___ Extracted information

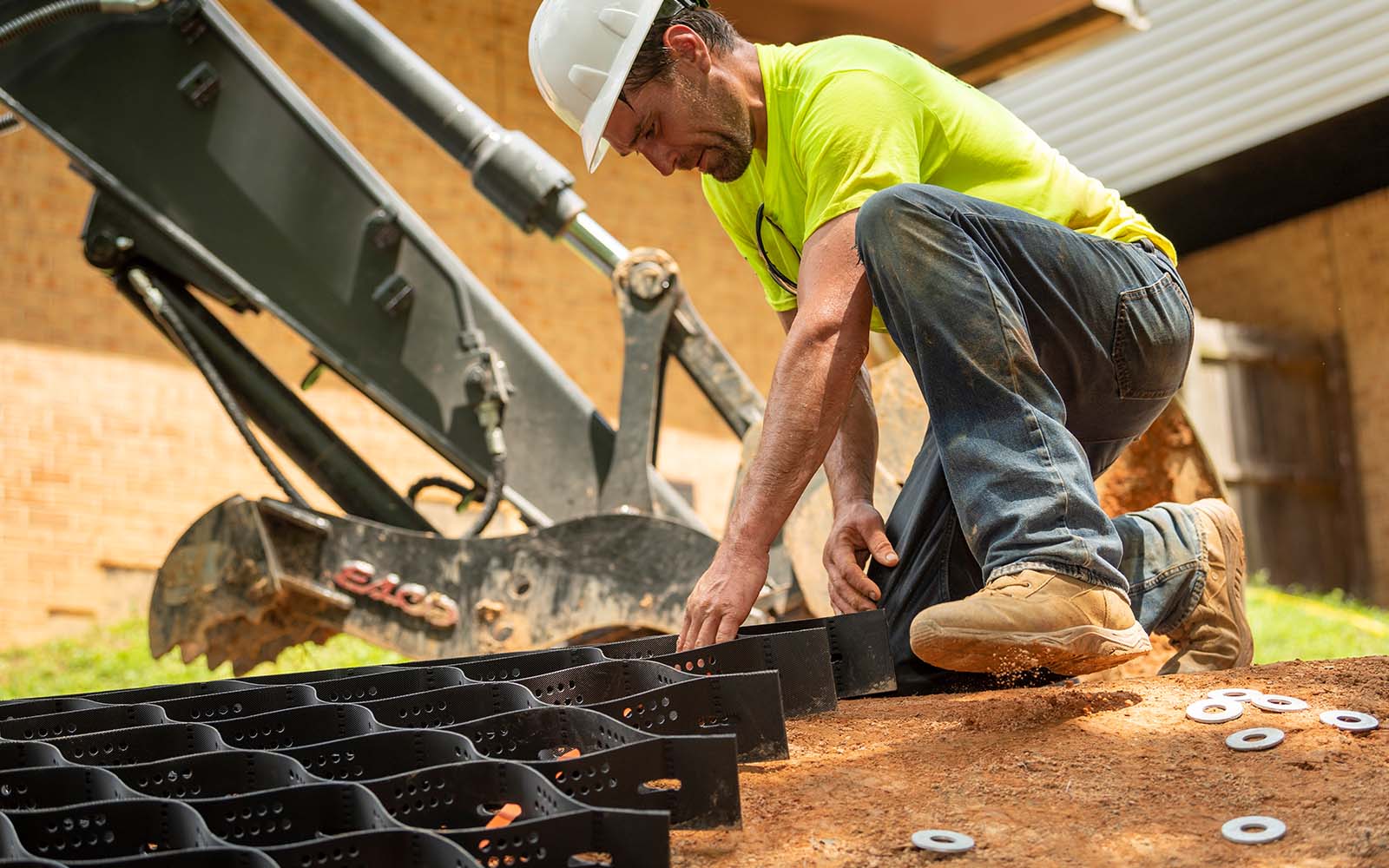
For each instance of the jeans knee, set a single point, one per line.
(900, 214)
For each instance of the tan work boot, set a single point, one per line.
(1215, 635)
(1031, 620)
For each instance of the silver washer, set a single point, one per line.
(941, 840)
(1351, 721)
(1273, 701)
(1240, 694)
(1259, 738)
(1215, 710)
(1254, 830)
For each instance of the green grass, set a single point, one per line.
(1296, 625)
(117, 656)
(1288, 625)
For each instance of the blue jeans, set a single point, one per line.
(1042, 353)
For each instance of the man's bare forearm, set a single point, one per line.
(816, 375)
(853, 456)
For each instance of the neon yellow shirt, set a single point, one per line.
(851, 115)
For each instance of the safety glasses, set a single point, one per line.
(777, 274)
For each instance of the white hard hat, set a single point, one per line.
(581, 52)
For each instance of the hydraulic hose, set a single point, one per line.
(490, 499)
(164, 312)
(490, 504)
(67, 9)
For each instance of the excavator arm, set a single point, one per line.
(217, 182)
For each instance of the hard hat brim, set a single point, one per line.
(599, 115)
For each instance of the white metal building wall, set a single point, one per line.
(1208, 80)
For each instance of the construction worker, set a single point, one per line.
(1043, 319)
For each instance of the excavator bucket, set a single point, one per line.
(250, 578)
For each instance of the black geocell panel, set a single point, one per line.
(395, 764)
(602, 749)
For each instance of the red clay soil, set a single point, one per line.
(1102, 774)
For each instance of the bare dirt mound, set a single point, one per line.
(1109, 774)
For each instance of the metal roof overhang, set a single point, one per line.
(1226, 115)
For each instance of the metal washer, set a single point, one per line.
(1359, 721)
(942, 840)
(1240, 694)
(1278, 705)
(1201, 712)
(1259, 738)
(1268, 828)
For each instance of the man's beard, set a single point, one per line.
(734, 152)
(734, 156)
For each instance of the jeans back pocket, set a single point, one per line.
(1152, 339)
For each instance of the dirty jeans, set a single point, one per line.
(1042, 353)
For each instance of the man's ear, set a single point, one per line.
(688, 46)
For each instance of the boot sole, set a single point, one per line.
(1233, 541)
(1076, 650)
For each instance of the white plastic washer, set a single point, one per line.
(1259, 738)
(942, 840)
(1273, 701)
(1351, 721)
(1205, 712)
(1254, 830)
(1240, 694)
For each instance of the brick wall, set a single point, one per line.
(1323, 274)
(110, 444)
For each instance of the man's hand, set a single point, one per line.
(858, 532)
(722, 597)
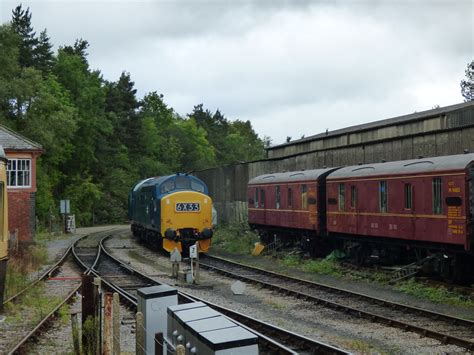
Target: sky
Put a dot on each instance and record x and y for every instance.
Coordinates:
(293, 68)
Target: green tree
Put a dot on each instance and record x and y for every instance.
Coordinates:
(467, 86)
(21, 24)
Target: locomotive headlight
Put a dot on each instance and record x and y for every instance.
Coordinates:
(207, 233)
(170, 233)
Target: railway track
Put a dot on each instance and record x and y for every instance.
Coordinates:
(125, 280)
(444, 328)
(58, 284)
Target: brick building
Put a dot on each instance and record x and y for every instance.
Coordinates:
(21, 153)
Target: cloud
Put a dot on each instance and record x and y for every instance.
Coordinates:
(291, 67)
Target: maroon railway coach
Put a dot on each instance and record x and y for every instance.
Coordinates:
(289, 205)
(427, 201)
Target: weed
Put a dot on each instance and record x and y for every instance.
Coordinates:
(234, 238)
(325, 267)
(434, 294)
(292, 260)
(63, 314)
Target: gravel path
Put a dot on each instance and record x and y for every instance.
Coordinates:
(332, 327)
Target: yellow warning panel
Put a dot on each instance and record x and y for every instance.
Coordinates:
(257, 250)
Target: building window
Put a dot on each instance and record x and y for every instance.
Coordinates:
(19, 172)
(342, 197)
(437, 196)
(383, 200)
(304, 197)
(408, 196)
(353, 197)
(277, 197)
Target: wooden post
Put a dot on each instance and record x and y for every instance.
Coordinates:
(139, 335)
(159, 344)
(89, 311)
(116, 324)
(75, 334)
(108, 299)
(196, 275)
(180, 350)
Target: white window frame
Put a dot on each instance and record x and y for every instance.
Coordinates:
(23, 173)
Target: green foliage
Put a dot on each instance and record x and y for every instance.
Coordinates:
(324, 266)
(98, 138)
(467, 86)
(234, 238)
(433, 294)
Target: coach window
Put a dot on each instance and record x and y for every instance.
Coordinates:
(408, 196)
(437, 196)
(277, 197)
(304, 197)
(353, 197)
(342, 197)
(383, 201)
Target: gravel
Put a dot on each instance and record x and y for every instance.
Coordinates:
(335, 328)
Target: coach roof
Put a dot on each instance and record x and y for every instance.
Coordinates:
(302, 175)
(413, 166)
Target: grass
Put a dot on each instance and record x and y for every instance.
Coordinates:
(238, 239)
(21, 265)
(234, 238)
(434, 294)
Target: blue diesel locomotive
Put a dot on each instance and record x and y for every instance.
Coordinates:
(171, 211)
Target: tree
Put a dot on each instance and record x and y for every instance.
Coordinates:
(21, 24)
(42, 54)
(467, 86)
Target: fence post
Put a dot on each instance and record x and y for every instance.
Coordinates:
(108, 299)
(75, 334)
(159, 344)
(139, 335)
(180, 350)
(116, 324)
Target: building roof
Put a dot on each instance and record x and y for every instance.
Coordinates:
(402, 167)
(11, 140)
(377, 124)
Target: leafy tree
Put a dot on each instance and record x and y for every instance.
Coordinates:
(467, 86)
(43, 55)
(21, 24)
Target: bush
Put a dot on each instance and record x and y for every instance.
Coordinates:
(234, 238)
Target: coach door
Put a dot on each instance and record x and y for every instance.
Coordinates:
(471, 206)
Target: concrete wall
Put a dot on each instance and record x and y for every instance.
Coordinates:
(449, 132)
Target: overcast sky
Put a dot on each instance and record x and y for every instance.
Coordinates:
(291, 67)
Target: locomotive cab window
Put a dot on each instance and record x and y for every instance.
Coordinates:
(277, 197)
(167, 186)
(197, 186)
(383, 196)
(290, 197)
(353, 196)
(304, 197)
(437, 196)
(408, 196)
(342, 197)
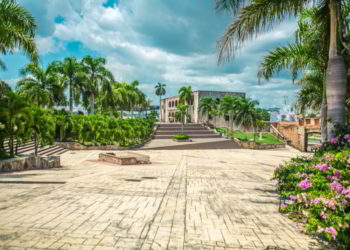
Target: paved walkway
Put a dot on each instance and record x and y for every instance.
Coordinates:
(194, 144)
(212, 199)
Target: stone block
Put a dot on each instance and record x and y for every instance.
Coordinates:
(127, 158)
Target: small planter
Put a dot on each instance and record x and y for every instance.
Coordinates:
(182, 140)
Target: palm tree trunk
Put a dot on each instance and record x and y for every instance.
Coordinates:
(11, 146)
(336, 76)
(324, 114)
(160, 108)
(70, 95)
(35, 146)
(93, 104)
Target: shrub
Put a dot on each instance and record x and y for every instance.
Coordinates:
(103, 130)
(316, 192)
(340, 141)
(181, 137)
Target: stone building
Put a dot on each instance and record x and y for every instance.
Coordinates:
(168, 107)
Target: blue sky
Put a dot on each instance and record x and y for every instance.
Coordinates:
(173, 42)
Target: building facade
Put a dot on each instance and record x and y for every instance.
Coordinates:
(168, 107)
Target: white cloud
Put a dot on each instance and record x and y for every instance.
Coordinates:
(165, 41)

______
___ Extracted information

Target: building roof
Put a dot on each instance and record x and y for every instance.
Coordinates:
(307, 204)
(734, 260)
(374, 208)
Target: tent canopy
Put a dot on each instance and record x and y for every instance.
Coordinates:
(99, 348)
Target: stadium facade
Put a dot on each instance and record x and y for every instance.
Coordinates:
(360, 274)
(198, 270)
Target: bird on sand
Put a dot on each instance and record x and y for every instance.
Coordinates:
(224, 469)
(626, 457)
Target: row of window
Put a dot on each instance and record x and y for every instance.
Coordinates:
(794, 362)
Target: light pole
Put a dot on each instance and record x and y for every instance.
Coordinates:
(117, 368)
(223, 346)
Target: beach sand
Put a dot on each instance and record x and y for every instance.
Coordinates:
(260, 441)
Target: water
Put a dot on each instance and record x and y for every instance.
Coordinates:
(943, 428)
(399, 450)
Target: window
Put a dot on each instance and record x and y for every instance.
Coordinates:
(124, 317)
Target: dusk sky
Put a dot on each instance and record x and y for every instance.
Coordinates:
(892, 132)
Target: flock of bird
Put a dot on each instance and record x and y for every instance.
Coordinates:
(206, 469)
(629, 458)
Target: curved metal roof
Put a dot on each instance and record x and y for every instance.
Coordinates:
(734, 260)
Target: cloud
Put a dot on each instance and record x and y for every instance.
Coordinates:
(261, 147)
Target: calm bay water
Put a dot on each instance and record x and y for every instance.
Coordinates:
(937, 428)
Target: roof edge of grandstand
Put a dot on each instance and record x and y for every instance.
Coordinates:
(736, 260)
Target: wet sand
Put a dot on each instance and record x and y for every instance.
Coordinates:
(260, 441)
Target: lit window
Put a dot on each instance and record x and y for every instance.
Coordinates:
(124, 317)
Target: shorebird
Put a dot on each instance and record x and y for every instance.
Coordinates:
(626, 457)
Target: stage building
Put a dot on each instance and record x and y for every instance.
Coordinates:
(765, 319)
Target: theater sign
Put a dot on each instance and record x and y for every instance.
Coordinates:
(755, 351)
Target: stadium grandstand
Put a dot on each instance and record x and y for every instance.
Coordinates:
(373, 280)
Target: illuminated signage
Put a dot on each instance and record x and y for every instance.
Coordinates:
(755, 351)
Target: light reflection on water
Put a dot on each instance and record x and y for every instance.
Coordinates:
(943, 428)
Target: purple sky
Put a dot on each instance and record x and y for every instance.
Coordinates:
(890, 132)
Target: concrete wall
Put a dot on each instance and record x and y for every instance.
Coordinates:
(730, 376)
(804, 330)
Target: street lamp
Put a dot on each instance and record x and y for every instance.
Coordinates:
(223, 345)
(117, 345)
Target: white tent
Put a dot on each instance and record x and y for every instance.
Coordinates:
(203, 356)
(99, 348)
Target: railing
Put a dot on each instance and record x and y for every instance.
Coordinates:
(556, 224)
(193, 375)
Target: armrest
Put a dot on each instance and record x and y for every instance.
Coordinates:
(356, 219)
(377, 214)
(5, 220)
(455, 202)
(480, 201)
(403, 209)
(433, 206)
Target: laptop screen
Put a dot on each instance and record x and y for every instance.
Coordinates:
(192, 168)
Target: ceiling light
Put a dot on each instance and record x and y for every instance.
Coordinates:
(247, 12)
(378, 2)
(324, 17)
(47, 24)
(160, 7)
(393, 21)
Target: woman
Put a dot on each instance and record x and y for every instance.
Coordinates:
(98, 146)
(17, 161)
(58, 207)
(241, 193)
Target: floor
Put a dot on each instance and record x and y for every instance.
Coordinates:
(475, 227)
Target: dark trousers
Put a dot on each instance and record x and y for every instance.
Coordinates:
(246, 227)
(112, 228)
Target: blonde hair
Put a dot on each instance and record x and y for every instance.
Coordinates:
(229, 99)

______

#### What you are asked to do:
Look over the listing and return each line that holds "sand".

#### Task solution:
Target: bird on sand
Target: beach sand
Target: wet sand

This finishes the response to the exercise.